## EXERCISE TASKS
**1.** Translate this sentence from the project summaries into French: "This research shows how the modernization of the Nordest unfolded through a series of paradoxes, most notably the paradox of a gender-blind cosmopolitan imagery produced by firms governed by paternalistic authority and patriarchal familial logics."
**2.** Carry the project summaries forward from the point where they stop.

## EXTRACT TO READ
Segment Open

Claudia Brazzale, Liceo Coreutico F.A. Bonporti (Italy)

“Family Firms and the Making of Cosmopolitanism: Gender Effacement and Agency in the Global Capitalism of the Italian Nordest”

This project analyzes the ways in which globalization and its promise of modernity seduced the entrepreneurial culture of Northeast Italy and explores the impact of this seduction on local gender dynamics and ideologies. Considering the family firms that generated the 1980s economic boom of Northeast Italy (commonly referred to as the “Nordest miracle”), it examines the gender relations that structure the families behind these enterprises and the ways in which paternalistic authority is inscribed in new postmodern ways. Based upon fieldwork conducted in the Veneto region of northeastern Italy (2005-06; 2008-09), the study investigates the impact of the “Nordest miracle” on the lives of the women who grew up in these family firms and documents women’s systematic erasure in the narratives of local economic development. This research shows how the modernization of the Nordest unfolded through a series of paradoxes, most notably the paradox of a gender-blind cosmopolitan imagery produced by firms governed by paternalistic authority and patriarchal familial logics. While examining the paradoxes and disjuncture’s of Venetos’ regionalist and globalizing culture, the project explores the forms and processes of agency that are played out in these family-firms and considers the ways in which women respond to historically grounded and shifting local conditions.

 

Ruth Glynn, University of Bristol, UK

“Women, Terror and Trauma in Italian Culture”

Segment Closed

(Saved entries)
Segment Open

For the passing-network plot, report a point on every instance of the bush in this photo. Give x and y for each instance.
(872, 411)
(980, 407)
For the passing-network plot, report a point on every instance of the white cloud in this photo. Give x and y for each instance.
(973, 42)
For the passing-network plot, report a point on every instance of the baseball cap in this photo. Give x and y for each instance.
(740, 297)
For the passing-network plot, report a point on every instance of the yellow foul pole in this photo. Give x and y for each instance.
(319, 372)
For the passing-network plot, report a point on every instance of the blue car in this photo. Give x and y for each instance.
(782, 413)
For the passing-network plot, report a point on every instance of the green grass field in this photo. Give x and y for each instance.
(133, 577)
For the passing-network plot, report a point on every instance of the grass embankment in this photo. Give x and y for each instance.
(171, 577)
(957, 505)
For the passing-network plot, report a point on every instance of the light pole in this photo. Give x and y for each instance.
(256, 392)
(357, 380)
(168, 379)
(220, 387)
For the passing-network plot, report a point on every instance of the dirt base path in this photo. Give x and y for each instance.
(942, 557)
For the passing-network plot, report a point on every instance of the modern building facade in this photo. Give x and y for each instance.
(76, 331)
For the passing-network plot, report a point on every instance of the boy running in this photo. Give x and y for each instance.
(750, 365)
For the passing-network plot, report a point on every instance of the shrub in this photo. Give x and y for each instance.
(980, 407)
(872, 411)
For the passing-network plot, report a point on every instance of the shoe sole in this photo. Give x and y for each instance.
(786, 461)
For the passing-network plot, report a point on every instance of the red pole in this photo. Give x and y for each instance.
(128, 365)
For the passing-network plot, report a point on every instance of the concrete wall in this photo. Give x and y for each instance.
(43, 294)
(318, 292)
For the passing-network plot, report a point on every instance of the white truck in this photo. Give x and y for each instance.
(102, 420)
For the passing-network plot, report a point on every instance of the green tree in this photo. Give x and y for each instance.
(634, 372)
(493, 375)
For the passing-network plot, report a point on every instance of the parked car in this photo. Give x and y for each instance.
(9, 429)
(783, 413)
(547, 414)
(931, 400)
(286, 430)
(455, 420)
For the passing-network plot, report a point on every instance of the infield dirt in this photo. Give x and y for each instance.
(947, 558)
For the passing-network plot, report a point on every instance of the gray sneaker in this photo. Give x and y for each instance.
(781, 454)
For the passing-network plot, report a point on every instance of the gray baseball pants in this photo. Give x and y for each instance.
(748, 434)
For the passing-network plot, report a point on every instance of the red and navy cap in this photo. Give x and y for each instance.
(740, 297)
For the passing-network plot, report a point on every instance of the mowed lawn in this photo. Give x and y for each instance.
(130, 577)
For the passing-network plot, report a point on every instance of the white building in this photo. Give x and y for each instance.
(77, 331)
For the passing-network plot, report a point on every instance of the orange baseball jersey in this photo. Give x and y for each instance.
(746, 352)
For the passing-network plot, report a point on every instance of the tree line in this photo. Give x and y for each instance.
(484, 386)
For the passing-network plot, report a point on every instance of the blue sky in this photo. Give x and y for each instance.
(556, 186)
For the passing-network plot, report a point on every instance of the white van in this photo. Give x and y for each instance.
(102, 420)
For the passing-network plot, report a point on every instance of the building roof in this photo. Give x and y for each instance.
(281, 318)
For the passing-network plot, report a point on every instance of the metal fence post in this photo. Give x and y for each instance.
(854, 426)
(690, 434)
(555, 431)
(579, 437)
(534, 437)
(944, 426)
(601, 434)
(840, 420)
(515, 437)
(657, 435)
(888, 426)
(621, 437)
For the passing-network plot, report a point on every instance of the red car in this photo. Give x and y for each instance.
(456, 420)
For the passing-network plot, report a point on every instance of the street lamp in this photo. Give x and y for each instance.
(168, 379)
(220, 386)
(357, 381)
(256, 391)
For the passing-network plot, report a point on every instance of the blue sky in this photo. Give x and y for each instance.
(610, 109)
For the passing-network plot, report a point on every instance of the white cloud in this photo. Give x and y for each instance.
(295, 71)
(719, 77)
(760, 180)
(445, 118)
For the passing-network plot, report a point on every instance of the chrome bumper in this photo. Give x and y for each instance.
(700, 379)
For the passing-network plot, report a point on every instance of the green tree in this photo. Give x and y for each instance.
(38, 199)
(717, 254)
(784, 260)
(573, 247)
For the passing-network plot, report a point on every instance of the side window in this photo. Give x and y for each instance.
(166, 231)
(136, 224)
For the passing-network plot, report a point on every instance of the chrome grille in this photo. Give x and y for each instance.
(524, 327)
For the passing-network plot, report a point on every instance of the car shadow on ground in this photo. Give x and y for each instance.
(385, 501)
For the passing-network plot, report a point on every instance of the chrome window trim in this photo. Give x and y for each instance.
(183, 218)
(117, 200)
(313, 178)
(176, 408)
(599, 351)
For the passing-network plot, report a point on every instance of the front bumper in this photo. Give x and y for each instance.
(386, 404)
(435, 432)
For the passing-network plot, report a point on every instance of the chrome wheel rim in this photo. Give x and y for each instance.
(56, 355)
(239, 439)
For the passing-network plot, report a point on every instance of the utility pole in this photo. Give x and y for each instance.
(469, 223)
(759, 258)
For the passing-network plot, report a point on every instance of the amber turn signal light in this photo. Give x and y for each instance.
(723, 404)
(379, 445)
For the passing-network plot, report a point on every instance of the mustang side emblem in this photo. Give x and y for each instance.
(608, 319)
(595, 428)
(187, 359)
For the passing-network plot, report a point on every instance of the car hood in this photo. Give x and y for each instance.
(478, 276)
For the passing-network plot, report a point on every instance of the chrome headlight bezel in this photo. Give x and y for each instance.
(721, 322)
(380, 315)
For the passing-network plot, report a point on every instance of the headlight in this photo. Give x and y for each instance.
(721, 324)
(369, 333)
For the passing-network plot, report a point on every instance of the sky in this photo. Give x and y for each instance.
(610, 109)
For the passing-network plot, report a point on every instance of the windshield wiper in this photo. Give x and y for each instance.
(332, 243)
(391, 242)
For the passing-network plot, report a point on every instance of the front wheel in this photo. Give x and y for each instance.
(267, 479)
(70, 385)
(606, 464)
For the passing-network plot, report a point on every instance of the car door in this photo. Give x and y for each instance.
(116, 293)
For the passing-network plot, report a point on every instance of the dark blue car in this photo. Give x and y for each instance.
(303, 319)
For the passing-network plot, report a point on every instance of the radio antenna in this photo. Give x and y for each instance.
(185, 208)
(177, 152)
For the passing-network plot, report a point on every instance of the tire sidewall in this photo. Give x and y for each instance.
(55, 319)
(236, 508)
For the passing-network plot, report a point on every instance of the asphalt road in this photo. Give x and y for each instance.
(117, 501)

Segment Closed

## ANSWERS FOR THIS EXERCISE
**1.** Cette recherche montre comment la modernisation du Nordest s'est déroulée à travers une série de paradoxes, au premier rang desquels le paradoxe d'un imaginaire cosmopolite aveugle au genre, produit par des entreprises régies par une autorité paternaliste et des logiques familiales patriarcales.

**2.**
This book project (Donne di piombo: Women, Terrorism and Trauma in Italian Culture)  explores the ways women’s participation in political violence and terrorism in the so-called anni di piombo (‘years of lead’, c. 1969-83) is articulated as collective and cultural trauma in media, memoir, fiction and film. The seminar paper examines how representations of women terrorists in the institutional media and on screen may be read as symptomatic trauma texts. Comparing such representations with constructions of the terrorist self in the memoirs and fictional works of women formerly involved in terrorism, the project addresses how the cultural products of collective women’s organizations (especially the feminist movement) respond to the phenomenon of politically motivated female violence. Bringing to the study of the anni di piombo a trauma theory approach reveals the ways in which the experience of political violence and repression in Italy continues to affect Italian society today, in subtle and largely unconscious ways. Furthermore, by addressing specifically cultural representations of women involved in political violence, the project explores the ideological fantasies underlying such representations and seeks to identify the purposes served by them, both in relation to the specific case of the  anni di piombo and in relation to women in Italian society more generally. Finally, bringing to the field of trauma studies a more gender-sensitive approach seeks to expose and challenge the implicit associations of masculinity-violence and femininity-victimization inherent within current trauma theory.